BEGIN DATA LISTING

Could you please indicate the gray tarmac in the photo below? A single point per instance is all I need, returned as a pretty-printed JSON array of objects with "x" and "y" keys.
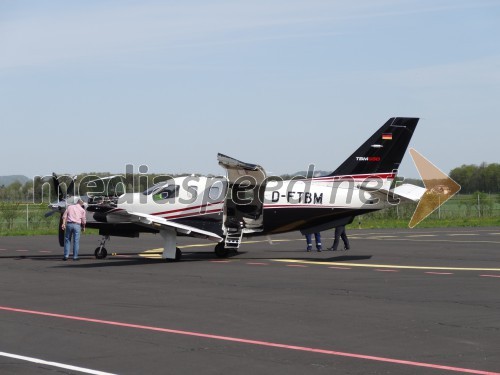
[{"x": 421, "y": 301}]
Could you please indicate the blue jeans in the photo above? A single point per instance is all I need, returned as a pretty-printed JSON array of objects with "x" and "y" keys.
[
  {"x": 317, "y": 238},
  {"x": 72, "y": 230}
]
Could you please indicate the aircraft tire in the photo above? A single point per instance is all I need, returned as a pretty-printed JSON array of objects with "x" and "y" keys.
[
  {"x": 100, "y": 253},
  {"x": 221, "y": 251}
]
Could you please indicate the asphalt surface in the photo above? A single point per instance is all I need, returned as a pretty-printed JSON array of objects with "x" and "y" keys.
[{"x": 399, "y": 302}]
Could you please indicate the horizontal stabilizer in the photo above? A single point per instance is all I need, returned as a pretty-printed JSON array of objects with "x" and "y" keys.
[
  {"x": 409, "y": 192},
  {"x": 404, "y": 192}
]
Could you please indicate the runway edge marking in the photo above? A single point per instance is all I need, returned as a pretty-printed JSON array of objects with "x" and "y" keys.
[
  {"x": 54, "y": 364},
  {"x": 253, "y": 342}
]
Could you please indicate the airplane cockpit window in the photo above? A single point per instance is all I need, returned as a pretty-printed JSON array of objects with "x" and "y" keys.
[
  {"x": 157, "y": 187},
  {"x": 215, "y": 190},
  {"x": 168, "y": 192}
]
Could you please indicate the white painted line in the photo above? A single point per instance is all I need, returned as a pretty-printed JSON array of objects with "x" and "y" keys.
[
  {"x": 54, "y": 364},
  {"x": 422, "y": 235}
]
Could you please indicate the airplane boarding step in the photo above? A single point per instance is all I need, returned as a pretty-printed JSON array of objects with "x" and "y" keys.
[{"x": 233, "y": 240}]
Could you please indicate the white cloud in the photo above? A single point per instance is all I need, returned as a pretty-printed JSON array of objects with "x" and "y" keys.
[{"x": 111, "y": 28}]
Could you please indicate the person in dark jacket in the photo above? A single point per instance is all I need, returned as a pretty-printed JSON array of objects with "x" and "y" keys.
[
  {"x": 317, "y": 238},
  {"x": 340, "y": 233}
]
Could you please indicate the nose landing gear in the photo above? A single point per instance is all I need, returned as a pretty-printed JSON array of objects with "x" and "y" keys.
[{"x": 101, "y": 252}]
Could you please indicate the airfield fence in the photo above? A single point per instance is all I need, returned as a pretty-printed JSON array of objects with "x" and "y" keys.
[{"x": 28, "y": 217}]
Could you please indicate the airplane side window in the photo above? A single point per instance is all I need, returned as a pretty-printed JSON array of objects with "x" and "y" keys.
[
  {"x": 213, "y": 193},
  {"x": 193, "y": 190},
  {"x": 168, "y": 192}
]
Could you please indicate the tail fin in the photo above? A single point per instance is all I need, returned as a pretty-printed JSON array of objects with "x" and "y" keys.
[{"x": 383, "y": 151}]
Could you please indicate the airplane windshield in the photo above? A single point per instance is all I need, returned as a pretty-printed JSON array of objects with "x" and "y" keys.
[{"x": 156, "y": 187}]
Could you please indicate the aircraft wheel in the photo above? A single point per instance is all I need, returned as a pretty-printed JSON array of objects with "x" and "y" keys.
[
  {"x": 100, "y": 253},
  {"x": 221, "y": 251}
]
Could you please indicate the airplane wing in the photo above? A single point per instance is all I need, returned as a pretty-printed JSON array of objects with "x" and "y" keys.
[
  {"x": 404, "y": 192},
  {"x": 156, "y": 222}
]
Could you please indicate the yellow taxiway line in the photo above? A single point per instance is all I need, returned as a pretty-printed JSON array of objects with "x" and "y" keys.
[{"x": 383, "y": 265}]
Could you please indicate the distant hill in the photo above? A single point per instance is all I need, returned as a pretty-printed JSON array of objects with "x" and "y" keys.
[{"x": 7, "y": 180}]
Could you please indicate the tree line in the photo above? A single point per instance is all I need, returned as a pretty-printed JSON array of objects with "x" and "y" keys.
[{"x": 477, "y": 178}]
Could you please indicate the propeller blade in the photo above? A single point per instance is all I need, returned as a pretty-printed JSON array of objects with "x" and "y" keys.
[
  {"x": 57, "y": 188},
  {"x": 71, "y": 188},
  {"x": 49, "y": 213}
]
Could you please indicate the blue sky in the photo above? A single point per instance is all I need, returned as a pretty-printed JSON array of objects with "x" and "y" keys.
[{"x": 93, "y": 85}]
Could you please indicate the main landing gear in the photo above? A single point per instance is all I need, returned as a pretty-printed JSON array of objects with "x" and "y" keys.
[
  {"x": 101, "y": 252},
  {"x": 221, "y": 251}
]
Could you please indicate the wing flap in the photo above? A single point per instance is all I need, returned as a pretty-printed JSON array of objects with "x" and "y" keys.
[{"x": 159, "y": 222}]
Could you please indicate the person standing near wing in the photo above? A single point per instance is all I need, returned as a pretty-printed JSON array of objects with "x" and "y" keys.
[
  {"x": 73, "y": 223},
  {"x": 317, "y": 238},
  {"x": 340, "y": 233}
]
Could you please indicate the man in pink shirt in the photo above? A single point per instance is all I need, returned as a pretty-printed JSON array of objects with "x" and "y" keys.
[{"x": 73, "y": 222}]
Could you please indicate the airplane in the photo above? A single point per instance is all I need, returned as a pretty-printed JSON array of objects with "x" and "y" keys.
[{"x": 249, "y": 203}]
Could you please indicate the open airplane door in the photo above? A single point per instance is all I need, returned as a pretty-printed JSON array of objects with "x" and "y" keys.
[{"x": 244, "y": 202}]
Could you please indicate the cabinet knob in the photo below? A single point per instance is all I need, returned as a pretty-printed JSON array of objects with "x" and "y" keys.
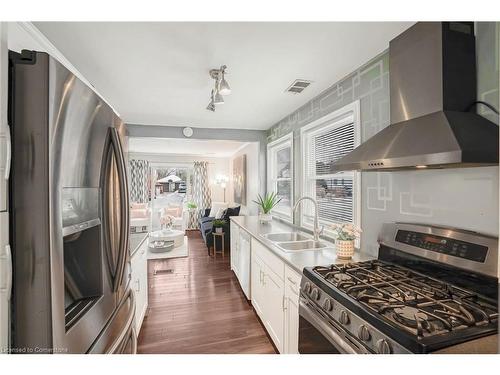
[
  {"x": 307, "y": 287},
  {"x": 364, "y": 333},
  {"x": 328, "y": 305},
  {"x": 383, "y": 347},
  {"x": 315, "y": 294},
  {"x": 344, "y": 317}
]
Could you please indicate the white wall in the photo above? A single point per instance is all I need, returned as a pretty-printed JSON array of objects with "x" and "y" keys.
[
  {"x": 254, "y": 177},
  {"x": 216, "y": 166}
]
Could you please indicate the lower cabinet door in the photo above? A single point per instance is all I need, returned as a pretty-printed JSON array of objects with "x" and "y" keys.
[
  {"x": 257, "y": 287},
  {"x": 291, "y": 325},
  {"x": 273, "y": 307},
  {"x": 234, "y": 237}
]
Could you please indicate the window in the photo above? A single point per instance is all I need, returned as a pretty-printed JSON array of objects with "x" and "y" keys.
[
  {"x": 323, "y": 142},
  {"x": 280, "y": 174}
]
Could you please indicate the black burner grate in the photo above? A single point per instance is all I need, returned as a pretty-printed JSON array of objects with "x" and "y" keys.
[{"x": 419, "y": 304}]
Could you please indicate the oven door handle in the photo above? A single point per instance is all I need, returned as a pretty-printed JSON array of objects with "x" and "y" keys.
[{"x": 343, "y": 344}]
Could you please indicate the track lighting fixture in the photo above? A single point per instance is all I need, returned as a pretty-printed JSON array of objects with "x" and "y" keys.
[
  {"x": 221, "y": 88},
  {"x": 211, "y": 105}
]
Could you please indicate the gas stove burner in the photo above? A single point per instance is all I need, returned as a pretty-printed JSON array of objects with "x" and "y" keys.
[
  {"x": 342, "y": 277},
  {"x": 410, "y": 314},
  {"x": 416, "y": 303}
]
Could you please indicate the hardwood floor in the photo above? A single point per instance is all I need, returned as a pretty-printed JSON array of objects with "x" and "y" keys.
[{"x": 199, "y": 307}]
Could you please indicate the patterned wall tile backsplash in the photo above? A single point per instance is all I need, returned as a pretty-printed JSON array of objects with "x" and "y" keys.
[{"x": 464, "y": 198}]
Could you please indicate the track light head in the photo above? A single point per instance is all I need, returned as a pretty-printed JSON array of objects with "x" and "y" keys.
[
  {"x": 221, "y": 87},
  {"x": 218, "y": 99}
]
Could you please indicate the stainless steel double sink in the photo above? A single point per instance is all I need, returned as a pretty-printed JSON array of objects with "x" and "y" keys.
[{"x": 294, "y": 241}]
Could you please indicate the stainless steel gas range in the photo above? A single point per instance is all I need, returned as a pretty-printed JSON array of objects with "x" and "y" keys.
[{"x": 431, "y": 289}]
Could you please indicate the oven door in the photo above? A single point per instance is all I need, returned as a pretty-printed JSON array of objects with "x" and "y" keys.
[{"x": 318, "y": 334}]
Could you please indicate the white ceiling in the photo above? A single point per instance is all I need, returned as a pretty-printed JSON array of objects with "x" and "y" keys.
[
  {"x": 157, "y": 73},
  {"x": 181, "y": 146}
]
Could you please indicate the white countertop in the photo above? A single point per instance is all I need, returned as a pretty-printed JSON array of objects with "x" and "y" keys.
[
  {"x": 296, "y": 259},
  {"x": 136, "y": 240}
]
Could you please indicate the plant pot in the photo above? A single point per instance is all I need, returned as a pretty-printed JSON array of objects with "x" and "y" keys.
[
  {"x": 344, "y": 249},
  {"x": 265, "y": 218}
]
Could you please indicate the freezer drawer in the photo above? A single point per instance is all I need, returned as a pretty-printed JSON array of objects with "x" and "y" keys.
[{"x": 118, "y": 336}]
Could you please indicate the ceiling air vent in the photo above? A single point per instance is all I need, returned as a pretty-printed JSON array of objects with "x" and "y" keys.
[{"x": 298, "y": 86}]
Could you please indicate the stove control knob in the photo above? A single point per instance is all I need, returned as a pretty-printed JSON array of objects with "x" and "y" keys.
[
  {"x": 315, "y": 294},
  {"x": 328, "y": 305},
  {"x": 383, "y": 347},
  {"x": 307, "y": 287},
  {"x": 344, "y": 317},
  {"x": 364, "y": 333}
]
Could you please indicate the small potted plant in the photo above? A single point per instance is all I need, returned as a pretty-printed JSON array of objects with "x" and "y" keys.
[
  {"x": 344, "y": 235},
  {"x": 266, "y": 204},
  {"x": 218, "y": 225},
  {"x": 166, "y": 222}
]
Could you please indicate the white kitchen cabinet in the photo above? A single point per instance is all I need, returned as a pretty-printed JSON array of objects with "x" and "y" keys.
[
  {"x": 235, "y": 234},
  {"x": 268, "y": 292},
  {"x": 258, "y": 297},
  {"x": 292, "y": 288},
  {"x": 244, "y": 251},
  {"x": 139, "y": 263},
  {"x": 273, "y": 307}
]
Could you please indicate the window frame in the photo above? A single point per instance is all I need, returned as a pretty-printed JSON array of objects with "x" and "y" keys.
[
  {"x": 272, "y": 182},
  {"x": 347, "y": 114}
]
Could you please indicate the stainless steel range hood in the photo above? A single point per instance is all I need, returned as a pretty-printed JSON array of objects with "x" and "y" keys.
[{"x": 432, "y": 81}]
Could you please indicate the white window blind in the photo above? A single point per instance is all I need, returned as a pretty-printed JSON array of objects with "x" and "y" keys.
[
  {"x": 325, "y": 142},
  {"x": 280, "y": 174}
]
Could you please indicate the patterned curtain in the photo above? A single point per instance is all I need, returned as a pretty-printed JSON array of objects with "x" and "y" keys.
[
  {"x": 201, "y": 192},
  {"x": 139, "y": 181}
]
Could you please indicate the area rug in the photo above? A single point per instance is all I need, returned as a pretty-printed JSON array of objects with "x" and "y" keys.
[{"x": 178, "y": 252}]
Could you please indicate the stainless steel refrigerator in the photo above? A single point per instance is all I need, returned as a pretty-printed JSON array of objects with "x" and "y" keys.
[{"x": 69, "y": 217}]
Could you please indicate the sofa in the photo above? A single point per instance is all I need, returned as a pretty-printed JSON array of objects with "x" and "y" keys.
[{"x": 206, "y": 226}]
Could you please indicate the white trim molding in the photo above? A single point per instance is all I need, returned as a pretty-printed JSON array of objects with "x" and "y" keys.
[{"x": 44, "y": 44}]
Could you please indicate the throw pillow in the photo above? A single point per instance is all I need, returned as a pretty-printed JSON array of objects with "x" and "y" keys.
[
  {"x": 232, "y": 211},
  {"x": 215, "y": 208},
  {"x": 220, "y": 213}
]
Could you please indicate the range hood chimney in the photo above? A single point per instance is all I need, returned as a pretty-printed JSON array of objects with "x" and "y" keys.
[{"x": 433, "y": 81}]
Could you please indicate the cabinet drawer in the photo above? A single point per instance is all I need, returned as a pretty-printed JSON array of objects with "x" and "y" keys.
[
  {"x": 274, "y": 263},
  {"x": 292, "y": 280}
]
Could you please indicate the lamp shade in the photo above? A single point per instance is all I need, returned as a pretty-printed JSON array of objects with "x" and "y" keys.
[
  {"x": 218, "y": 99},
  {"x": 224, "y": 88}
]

END DATA LISTING

WORK REQUIRED:
Using the entries above, restate word for word every line from the one that contains "Could you please indicate the stainless steel refrigerator" through the last.

SOLVED EXERCISE:
Could you please indicate the stainless steel refrigerator in the photo above? A single point per instance is all I need, returned as a pretty-printed JSON array of objects with "x" and "y" keys.
[{"x": 69, "y": 217}]
Could you please indicate the sofa in the photo above? A single point per instance is all I need, returned as a pretty-printed JSON array of objects with "x" and "y" keys.
[{"x": 206, "y": 226}]
Could you please indicate the white trim molding in the photo above? A single point per instance is all I need, returned as a pretty-printed JSON array of objects with "x" and "y" keys.
[{"x": 44, "y": 44}]
Could you please indicate the throw pillow in the photo above? A single point per instance is all I need, returned as a pretty-printed JSON array of objects with "x" and "y" keys.
[
  {"x": 232, "y": 211},
  {"x": 215, "y": 208},
  {"x": 220, "y": 213}
]
Could you please indicate the range hood chimney in the photo above? A single point per instance is all I need, returned as a pretty-printed JSON array of objects with "x" and "y" keys.
[{"x": 433, "y": 81}]
Could you please indicate the cabinet drawer in the photo above? A single point per instance is all I need, returned as a pretty-printed JSON array of objects with "x" and "y" keys.
[
  {"x": 274, "y": 263},
  {"x": 292, "y": 280}
]
Could you please indicate the lamp shade in the photo above? A single point per instance is all I need, returned as a pretty-printed JSON array of objects with "x" and "y" keys.
[
  {"x": 218, "y": 99},
  {"x": 224, "y": 88}
]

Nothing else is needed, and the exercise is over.